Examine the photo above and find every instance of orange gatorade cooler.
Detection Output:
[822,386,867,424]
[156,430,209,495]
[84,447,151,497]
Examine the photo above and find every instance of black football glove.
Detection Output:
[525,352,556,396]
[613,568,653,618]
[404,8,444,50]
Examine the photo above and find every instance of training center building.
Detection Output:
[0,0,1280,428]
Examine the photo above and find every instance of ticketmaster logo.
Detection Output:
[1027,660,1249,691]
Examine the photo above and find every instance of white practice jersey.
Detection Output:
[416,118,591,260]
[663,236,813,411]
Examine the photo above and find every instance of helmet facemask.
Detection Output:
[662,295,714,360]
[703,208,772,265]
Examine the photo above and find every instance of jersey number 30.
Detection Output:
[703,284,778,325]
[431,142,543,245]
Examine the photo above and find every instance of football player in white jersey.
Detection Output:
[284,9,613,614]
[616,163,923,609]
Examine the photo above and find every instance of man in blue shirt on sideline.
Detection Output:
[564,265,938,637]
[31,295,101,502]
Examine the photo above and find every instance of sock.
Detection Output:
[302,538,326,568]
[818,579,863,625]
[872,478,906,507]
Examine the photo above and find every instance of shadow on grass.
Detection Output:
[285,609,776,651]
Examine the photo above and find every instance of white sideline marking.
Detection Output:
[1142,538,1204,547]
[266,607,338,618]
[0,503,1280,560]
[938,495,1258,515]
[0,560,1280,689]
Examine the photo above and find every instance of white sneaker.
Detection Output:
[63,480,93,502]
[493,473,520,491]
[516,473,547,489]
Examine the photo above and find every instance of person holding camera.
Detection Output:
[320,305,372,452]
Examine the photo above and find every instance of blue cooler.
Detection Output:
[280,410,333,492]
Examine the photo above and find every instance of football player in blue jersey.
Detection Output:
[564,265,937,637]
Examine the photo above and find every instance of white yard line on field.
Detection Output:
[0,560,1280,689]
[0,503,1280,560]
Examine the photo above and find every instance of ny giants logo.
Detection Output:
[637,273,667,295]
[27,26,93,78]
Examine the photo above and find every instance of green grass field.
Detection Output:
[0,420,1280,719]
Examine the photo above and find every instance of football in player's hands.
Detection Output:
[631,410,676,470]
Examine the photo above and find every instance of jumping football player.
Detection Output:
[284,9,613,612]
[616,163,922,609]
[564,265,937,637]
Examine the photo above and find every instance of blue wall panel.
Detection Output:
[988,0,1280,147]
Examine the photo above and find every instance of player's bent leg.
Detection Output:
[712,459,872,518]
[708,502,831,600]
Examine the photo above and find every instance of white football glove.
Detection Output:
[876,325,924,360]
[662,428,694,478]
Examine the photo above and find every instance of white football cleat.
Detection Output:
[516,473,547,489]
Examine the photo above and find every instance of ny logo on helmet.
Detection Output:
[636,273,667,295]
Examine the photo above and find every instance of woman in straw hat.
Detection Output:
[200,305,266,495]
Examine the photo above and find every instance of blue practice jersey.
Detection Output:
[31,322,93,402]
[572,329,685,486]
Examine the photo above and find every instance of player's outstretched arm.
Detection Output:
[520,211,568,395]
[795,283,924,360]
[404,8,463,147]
# # #
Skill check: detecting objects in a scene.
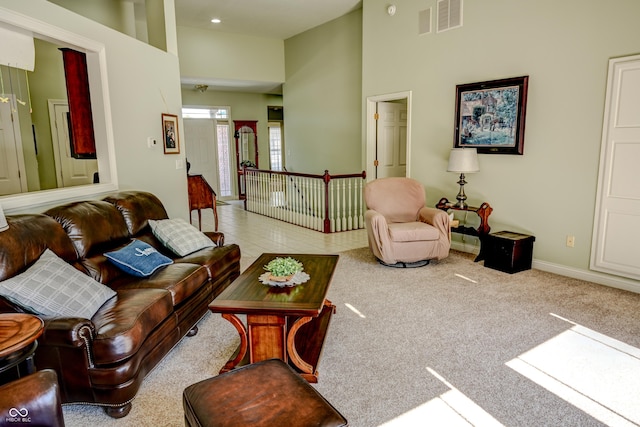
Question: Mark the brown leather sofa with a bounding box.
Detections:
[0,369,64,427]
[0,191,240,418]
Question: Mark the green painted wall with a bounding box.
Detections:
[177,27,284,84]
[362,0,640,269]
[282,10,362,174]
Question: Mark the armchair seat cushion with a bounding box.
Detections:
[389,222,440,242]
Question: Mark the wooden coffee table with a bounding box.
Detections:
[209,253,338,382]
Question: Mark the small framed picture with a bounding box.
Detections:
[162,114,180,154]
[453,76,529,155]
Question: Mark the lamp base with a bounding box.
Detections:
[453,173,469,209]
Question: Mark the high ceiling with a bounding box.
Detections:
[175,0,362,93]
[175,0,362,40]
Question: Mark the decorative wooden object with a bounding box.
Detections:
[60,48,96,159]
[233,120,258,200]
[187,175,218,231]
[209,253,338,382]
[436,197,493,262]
# # #
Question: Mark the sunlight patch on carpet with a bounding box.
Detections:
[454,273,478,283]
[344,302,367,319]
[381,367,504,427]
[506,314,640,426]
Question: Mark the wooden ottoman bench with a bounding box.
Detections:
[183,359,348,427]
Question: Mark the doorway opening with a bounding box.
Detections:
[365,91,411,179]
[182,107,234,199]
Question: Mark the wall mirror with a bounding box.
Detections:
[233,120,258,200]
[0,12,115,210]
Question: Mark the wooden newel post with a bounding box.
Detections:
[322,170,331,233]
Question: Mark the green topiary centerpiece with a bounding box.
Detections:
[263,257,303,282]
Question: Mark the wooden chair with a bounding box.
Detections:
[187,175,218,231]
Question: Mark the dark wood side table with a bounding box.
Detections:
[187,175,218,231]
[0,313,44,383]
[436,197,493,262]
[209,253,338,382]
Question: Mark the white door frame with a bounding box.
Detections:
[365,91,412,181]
# # #
**PROBLEM TO SOLVE**
Update the lines that begin at the one containing "player's outstretched arm." and end after the one containing "[404,8,463,147]" by changing "outstretched arm" to "extended arm". Keep everything else the same.

**RESULT FOR THIS TASK**
Examine the photo above and find every instance of player's extended arm.
Detection Output:
[520,211,568,395]
[795,283,924,360]
[404,8,463,147]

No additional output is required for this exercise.